Information shown:
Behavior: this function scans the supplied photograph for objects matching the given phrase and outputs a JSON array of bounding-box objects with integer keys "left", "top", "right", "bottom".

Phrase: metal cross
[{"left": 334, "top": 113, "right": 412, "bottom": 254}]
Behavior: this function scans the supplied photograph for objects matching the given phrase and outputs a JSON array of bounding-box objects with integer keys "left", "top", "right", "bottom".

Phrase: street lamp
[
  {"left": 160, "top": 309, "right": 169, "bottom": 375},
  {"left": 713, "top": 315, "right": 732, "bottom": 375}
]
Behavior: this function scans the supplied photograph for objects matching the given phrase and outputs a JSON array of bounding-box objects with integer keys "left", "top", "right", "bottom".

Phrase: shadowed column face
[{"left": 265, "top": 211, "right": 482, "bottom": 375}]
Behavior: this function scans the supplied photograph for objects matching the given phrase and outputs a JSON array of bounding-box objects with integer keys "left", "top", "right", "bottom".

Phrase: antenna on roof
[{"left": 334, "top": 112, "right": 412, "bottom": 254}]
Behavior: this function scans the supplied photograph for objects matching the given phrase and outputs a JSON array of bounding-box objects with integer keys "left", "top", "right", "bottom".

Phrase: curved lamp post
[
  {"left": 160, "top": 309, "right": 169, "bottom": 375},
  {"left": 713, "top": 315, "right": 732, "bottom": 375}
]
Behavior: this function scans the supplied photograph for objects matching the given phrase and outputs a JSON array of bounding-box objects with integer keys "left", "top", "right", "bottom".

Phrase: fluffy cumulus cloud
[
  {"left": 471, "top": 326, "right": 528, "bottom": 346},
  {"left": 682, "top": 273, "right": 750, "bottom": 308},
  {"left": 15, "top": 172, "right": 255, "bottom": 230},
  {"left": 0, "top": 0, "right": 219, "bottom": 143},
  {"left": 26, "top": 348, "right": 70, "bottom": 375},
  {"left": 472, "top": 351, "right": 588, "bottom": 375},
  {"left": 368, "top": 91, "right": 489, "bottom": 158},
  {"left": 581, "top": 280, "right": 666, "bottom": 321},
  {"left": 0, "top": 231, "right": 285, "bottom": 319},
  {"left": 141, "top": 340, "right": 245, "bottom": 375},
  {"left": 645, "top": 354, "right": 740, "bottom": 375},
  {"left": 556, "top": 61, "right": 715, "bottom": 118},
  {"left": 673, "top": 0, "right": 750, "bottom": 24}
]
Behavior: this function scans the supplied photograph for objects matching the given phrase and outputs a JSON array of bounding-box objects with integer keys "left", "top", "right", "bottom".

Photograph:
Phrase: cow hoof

Problem description: Transcribe the listing in full, keeping every line exact.

Answer space:
Behavior: this function scans the supplied photograph for objects matching the given phrase and outputs a JSON array of bounding-box objects with integer keys "left", "top", "right", "bottom".

Phrase: metal cross
[{"left": 334, "top": 113, "right": 412, "bottom": 254}]
Behavior: this function scans the supplied photograph for objects matching the given phrase and outputs a JSON array of bounding-box objects with integer keys "left", "top", "right", "bottom".

Phrase: street lamp
[
  {"left": 160, "top": 309, "right": 169, "bottom": 375},
  {"left": 713, "top": 315, "right": 732, "bottom": 375}
]
Behavior: this function scans the supplied photograph for objects matching the given phrase and outputs a JSON array of bounding-box objects with integer keys "left", "top", "right", "bottom".

Phrase: shadowed column face
[{"left": 265, "top": 211, "right": 482, "bottom": 375}]
Behavior: this function scans the supplied photograph for objects matching the given phrase and outputs a JSON array of bounding-box objects with integer keys "left", "top", "right", "bottom".

Phrase: antenna on roof
[{"left": 334, "top": 112, "right": 412, "bottom": 254}]
Behavior: this function scans the supplied photograph for objects matching the given phrase and outputs a JSON array of bounding-box objects with integer keys "left", "top", "right", "bottom".

Phrase: curved lamp post
[
  {"left": 160, "top": 309, "right": 169, "bottom": 375},
  {"left": 713, "top": 315, "right": 732, "bottom": 375}
]
Behavior: this function scans the supplied photograph for objects matching the given phrase and outputs a JSON array of bounding-box objects with integer keys "left", "top", "right", "bottom".

Phrase: fluffy cumulus cloud
[
  {"left": 471, "top": 326, "right": 528, "bottom": 346},
  {"left": 682, "top": 273, "right": 750, "bottom": 308},
  {"left": 15, "top": 172, "right": 255, "bottom": 230},
  {"left": 0, "top": 0, "right": 219, "bottom": 143},
  {"left": 26, "top": 348, "right": 70, "bottom": 375},
  {"left": 472, "top": 351, "right": 588, "bottom": 375},
  {"left": 368, "top": 91, "right": 489, "bottom": 158},
  {"left": 581, "top": 280, "right": 666, "bottom": 321},
  {"left": 0, "top": 231, "right": 285, "bottom": 319},
  {"left": 141, "top": 340, "right": 245, "bottom": 375},
  {"left": 645, "top": 354, "right": 740, "bottom": 375},
  {"left": 556, "top": 61, "right": 715, "bottom": 118},
  {"left": 673, "top": 0, "right": 750, "bottom": 24}
]
Behavior: this function scans the supplied photograph for objects matching the given phrase and outputs a JSON array of bounding-box objects with integer keys "left", "top", "right", "bottom".

Photograph:
Phrase: cow hoof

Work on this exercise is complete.